▸ PROBLEM:
Using the records below, give again exactly the lines from the line that contains "Objective: a point on each instance of the leopard's mouth" through the line that contains "Objective: a point on each instance of the spotted", both ends included, and only those.

▸ SUPPLIED DATA:
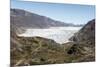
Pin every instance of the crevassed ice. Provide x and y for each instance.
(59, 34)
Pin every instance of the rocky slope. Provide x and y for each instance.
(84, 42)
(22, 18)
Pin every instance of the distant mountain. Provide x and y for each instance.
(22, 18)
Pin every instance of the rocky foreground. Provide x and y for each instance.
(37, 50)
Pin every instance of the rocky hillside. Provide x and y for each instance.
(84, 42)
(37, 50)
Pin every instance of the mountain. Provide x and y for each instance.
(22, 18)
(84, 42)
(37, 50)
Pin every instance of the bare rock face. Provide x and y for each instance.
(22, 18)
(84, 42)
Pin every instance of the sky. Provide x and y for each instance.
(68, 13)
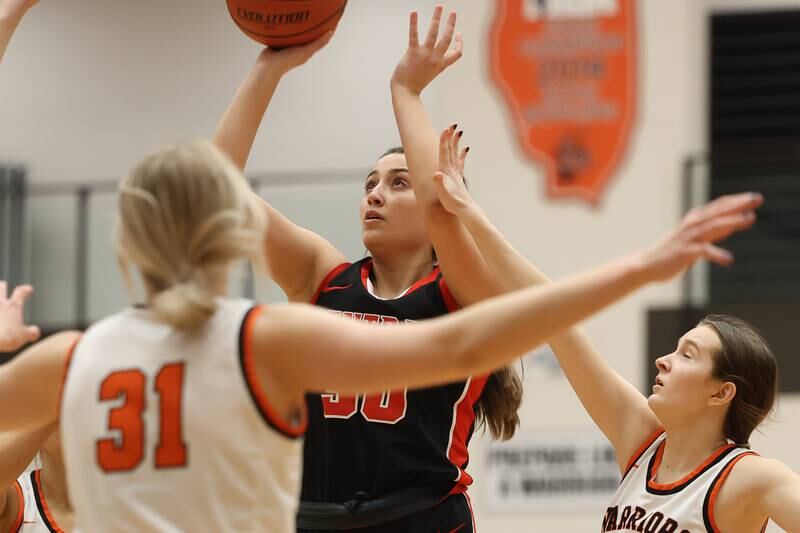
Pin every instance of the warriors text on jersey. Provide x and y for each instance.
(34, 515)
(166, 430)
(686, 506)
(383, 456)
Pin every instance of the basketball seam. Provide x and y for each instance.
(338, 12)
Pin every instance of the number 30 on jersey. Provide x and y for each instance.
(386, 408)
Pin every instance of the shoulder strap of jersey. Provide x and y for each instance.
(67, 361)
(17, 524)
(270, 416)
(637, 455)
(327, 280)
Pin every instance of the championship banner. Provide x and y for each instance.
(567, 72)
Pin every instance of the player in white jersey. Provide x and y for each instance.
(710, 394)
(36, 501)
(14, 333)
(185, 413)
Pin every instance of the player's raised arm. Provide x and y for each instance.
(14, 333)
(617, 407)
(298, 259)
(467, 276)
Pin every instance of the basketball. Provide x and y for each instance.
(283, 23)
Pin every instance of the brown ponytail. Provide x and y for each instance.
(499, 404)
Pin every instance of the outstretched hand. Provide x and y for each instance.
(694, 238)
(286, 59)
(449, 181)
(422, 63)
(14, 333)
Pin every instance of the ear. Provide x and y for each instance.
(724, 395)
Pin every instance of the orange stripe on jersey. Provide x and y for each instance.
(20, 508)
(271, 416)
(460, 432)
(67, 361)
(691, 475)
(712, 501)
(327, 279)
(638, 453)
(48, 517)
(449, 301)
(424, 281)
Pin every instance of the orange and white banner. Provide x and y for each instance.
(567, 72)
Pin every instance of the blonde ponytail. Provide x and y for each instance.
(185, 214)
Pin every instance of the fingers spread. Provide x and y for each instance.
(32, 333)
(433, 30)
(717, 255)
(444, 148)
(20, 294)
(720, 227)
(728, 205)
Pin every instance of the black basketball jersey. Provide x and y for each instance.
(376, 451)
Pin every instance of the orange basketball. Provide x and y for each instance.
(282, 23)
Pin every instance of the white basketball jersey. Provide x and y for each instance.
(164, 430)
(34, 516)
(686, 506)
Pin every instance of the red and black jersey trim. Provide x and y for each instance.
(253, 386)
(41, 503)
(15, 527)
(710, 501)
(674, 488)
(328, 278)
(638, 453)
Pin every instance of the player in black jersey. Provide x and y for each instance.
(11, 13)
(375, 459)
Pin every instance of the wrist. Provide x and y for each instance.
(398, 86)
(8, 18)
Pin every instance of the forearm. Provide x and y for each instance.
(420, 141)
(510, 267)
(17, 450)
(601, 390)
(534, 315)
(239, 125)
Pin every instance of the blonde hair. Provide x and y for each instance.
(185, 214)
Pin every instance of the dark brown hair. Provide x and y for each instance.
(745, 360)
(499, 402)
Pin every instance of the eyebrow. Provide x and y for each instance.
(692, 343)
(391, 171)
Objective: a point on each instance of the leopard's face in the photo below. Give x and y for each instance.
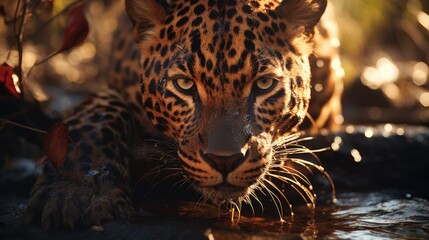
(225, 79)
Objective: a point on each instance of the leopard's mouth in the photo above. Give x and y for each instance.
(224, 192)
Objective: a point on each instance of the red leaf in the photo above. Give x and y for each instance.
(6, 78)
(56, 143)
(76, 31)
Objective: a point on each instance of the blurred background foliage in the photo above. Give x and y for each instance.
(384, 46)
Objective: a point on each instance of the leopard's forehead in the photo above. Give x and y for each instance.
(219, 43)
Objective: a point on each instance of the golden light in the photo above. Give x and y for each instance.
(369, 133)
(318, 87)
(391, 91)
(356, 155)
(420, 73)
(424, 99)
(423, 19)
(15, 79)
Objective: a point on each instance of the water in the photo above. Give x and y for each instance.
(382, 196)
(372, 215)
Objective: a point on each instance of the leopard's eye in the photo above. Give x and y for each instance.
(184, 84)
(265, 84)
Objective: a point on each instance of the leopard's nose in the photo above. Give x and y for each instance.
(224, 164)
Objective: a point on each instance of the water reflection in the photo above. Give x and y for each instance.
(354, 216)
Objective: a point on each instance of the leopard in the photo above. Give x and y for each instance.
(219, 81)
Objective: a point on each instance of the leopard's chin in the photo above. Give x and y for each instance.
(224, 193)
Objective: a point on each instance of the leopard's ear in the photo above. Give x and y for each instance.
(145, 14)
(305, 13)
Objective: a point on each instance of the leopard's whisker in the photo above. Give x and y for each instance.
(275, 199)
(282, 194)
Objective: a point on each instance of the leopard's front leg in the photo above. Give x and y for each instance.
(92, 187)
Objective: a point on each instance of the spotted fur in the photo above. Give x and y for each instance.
--
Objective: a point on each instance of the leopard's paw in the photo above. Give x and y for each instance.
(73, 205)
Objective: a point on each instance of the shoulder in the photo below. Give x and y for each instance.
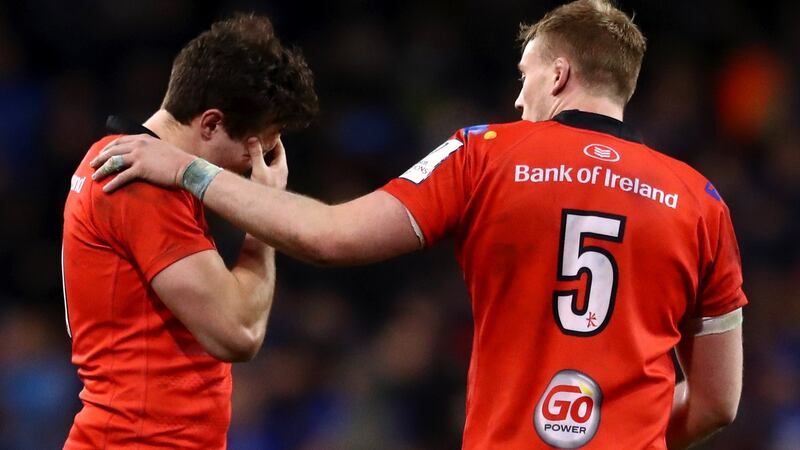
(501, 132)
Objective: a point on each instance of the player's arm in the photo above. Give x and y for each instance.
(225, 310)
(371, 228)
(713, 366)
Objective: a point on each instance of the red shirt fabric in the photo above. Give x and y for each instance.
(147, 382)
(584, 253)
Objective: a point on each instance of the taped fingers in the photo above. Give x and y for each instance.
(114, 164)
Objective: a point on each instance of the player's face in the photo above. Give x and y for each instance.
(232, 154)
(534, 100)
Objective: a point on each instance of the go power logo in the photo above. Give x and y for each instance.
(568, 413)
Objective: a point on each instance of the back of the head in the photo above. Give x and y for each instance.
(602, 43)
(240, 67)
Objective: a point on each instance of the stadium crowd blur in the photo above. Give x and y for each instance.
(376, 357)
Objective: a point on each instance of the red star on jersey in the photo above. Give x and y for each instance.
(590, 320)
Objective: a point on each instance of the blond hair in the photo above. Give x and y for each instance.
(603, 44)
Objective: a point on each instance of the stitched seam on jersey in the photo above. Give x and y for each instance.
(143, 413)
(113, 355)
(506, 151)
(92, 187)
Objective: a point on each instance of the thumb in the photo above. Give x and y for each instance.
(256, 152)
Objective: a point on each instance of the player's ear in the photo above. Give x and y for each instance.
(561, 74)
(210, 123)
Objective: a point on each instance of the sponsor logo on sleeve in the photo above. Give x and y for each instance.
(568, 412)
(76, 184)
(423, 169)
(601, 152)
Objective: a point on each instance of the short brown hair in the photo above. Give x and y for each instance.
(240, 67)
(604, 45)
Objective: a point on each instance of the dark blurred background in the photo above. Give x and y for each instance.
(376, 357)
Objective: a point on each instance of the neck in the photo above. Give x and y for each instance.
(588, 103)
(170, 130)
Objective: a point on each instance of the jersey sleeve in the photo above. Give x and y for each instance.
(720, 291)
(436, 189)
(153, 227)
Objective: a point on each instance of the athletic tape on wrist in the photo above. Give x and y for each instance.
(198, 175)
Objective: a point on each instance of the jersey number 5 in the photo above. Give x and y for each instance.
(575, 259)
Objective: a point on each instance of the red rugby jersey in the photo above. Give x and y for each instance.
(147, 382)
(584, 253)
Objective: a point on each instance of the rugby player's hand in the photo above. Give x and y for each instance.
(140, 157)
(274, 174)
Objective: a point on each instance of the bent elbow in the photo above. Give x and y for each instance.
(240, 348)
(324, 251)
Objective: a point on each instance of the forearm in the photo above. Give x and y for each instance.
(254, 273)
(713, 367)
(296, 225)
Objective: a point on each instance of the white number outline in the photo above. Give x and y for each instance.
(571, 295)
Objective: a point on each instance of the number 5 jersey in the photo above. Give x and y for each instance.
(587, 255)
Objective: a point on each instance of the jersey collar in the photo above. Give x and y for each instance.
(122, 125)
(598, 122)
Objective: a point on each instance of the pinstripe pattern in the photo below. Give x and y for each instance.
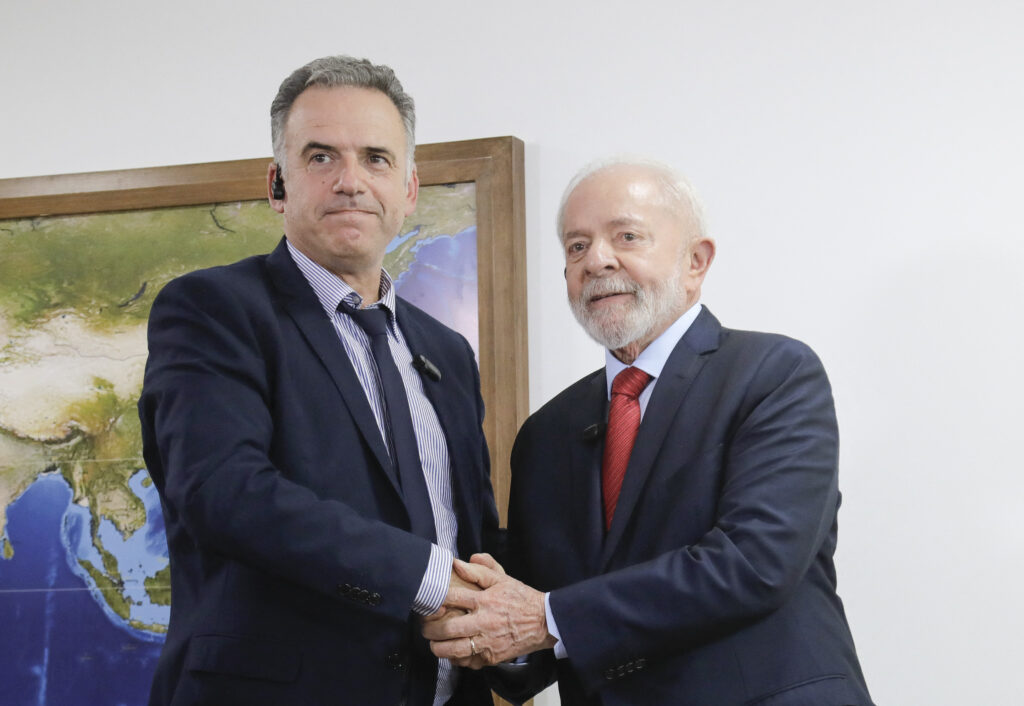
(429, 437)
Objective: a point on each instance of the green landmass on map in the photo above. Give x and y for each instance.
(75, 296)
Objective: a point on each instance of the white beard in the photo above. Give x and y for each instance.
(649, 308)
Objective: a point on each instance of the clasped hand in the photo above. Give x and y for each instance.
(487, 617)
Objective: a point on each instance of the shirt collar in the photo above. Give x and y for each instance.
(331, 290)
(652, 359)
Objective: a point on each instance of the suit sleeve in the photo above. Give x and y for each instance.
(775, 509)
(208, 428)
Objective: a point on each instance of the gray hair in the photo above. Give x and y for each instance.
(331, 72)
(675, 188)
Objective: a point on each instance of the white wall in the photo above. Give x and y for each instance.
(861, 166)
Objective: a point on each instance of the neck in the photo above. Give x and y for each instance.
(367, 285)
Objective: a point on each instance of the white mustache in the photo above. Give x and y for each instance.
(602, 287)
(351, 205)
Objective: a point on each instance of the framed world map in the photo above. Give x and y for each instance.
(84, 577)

▸ ANSWER TO THE EXERCISE:
Objective: a point on each instance of the leopard's mouth in the photo above. Give x and y for each instance.
(224, 192)
Objective: a point on each instance of the red leaf in the photo above. Give x and y for each instance.
(6, 78)
(56, 143)
(76, 31)
Objective: a point on each instance of the blurred background foliage in the photo above. Give x and y for each instance.
(384, 46)
Objective: a point on each instance of the leopard's forehead in the photo above. Give x and y for each instance.
(219, 43)
Objective: a point on each instance of the golden light in the photo above. Give x and y for each instance.
(369, 133)
(318, 87)
(391, 91)
(356, 155)
(420, 73)
(424, 99)
(423, 19)
(15, 79)
Objective: a point on each instance of the water in the photo above. Give x and y for each instance.
(382, 196)
(372, 215)
Objective: a point on each instance of the leopard's eye in the photo above. Give x and y for each instance.
(184, 84)
(265, 84)
Objective: a point on each instance of the leopard's nose in the photo above. Give x and y for each instance.
(224, 164)
Objective: a point on each instance of the water reflection in the photo above. Give x and y for each instance.
(354, 216)
Objective: a point on each instance of the leopard in the photo above. Give x and y for each instance.
(219, 81)
Objective: a point on each instance of the leopard's chin in the photo above. Give x and y for each instance.
(224, 193)
Objective: a point on each instance of the leopard's ear in the photo above. Give x and y for each instance.
(145, 14)
(305, 13)
Objective: a point on each instance of the leopard's whisker in the photo above. Give x and y for each instance.
(275, 199)
(282, 194)
Objective: a point on each instance of the leopard's front leg in the photo above. Give x and y for each instance.
(92, 187)
Objective: a point on each instance of the spotted fur in the photo above. Give x and y for each instance.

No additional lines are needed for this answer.